Assignment: Continue the text below about thanking people for small kindnesses, starting right after its last sentence.

Given text:
━━━━━━━━━━━━━━━━

The Spanish senora who came to my aid after I fell out of the swimming pool in Torremolinos and broke my toe. I blame the hotel serving fizzy wine with breakfast. My family didn’t realise I was in peril for at least twenty minutes after, having a whale of a time at the other end of the pool. I don’t know what this kind lady was saying to me as she attempted to haul me up.  However, she looked so kind and sympathetic as I looked up at her mustering up a tearful, pained and Spanish ‘uno momento,’ as she spied my wonky digit.

To the young chap who came and asked me if I was OK and sat with me for the duration of my after-midnight train journey home from London. He clearly saw my panicked look as about a million rowdy and intoxicated football fans joined our carriage, swearing and chanting.

To the poppet of a student who only yesterday bought me a cake to my desk from the charity cake sale just because.

━━━━━━━━━━━━━━━━

Natural-language object grounding data
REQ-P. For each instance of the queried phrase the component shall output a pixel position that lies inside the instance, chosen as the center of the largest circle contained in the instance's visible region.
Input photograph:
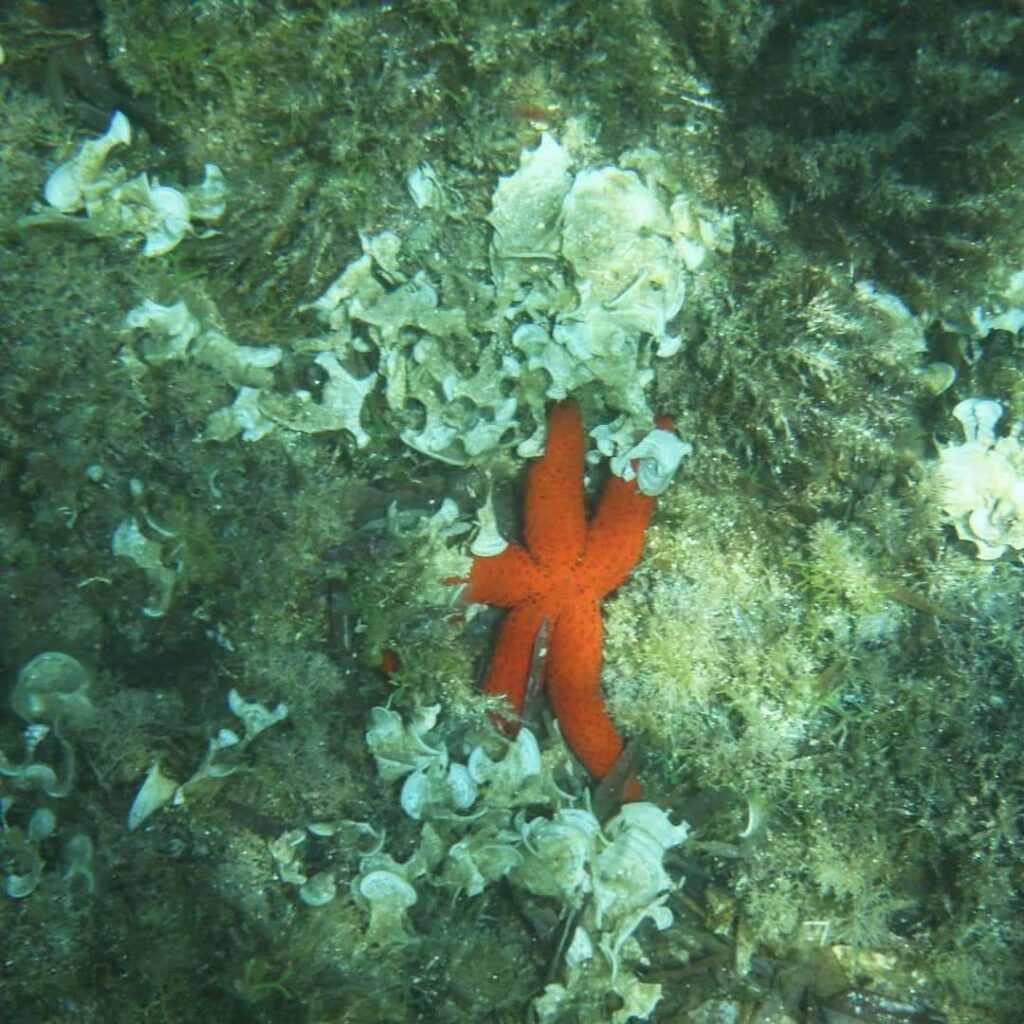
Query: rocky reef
(289, 290)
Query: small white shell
(425, 188)
(387, 896)
(156, 791)
(657, 456)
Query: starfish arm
(615, 537)
(503, 580)
(513, 653)
(573, 676)
(555, 520)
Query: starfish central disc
(559, 576)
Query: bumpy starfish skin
(560, 574)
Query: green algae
(779, 646)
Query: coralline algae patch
(588, 272)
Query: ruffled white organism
(113, 207)
(520, 826)
(980, 483)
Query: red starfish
(560, 577)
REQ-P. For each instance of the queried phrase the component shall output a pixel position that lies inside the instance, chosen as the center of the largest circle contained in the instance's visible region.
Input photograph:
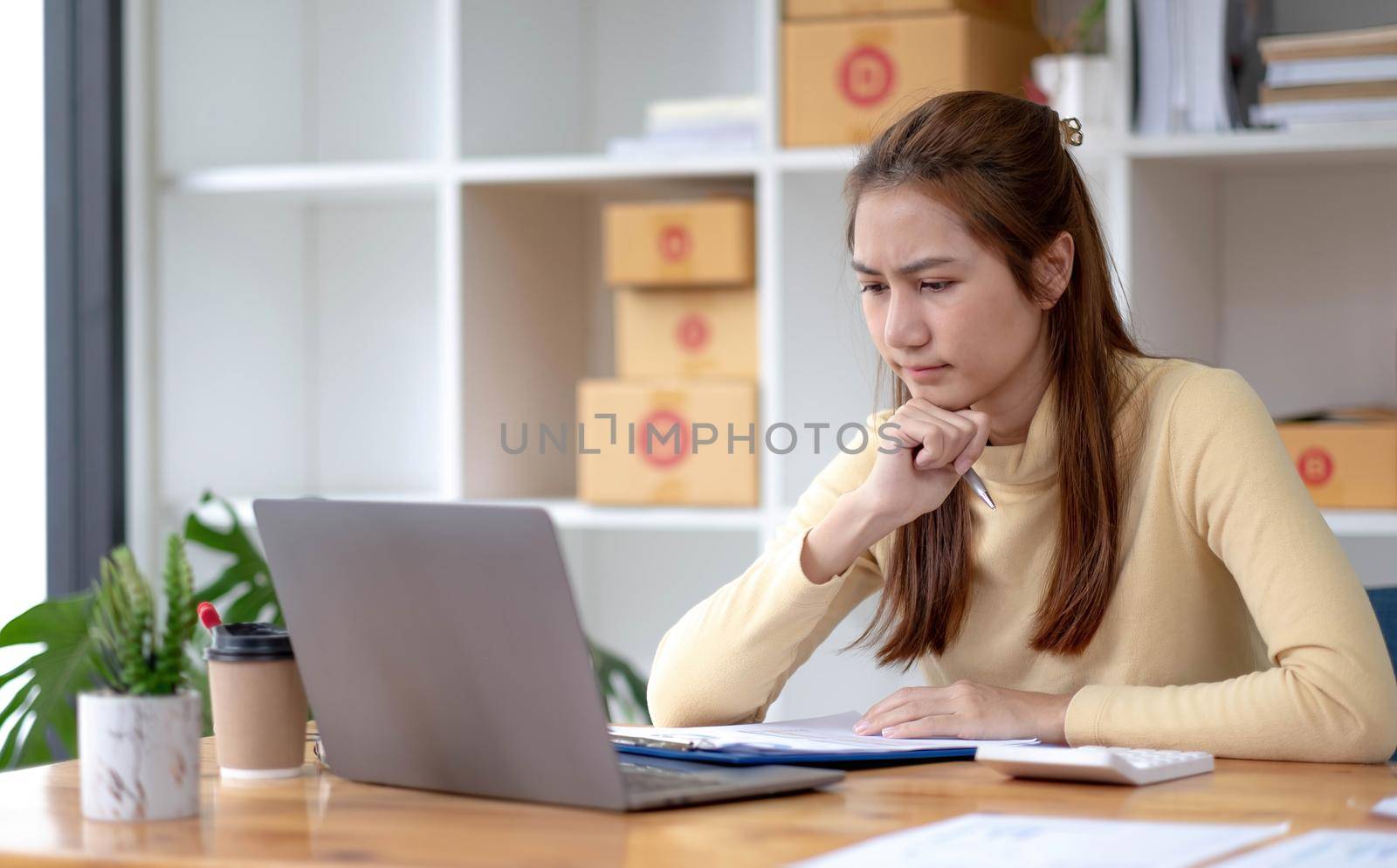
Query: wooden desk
(323, 819)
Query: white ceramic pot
(139, 755)
(1077, 86)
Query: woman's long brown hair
(1001, 164)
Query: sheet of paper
(1325, 849)
(809, 735)
(1387, 808)
(1047, 842)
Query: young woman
(1154, 574)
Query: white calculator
(1094, 763)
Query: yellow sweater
(1238, 625)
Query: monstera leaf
(244, 590)
(42, 712)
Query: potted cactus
(139, 734)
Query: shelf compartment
(302, 344)
(545, 77)
(288, 81)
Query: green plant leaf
(45, 705)
(628, 698)
(244, 589)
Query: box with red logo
(1347, 458)
(677, 442)
(679, 242)
(686, 332)
(1019, 11)
(845, 80)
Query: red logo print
(1317, 465)
(658, 444)
(866, 76)
(674, 244)
(692, 332)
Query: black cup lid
(251, 640)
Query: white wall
(21, 323)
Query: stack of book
(1339, 76)
(1196, 63)
(677, 127)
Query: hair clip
(1070, 130)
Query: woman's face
(943, 311)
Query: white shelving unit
(363, 234)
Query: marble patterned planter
(139, 755)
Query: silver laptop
(440, 649)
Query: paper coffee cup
(258, 702)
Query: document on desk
(833, 734)
(1387, 808)
(1325, 849)
(1047, 842)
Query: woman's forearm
(851, 527)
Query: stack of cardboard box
(1347, 458)
(851, 67)
(686, 360)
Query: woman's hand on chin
(968, 710)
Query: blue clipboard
(835, 759)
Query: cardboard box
(686, 332)
(1017, 11)
(844, 81)
(679, 242)
(663, 451)
(1348, 458)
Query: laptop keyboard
(642, 777)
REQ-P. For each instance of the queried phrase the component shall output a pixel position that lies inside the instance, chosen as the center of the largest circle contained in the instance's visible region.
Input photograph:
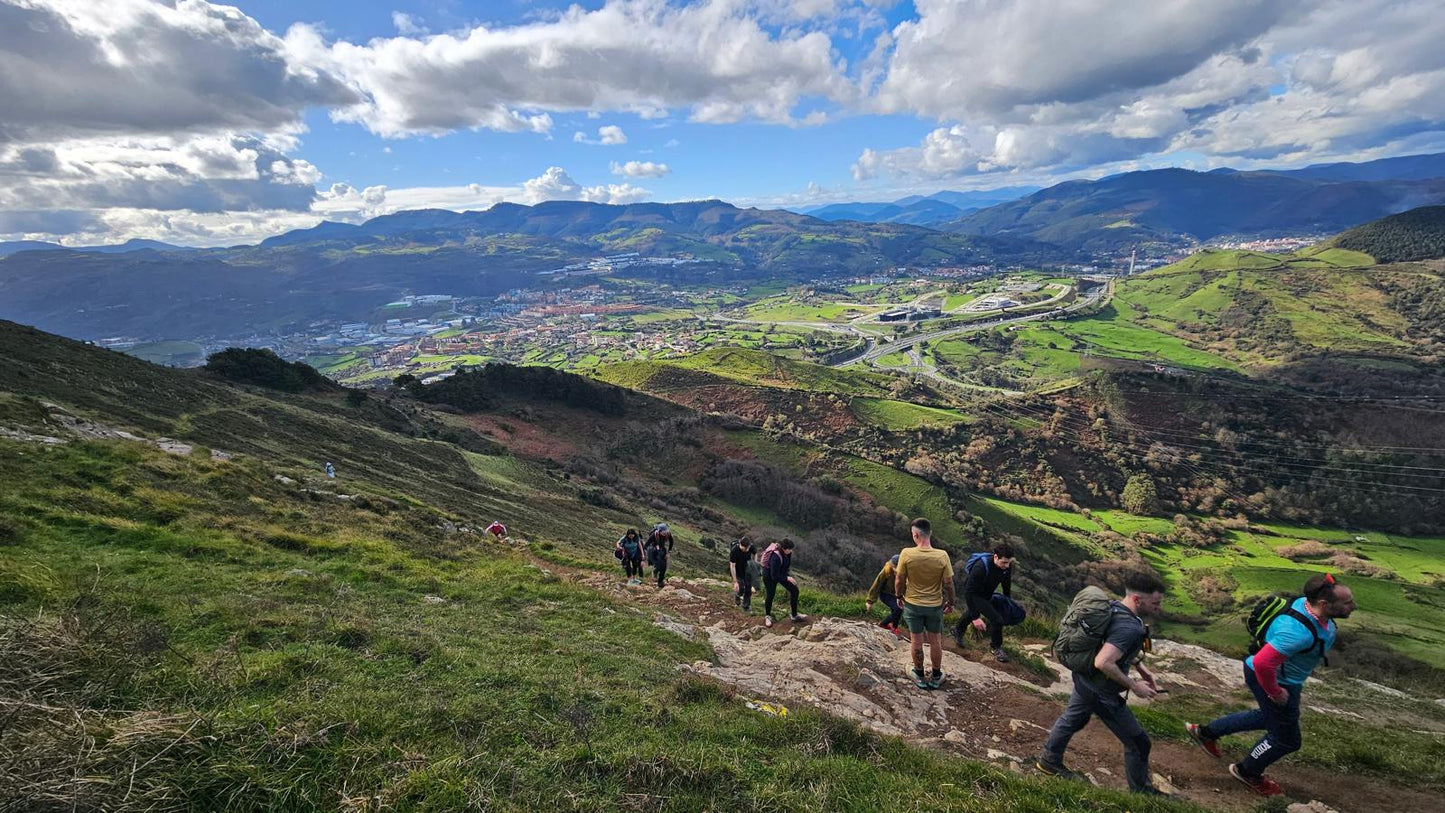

━━━━━━━━━━━━━━━━

Response to the exercise:
Thank you!

Simple ideas to show kindness: https://www.randomactsofkindness.org/kindness-ideas

The most amazing charity: https://www.52-lives.org/

The Science of Kindness: https://positivepsychology.com/character-strength-kindness/#:~:text=Kindness%20can%20lower%20the%20effects,reduce%20state%2Dlevel%20social%20anxiety.

*Disclaimer: Although I have spent the past years trying hard to live a life of kind, I am in no way saying that I am or have been a kindness role model my whole life. Even if I did say that my siblings and childhood friends (amongst others) I am sure would be able to tell you otherwise.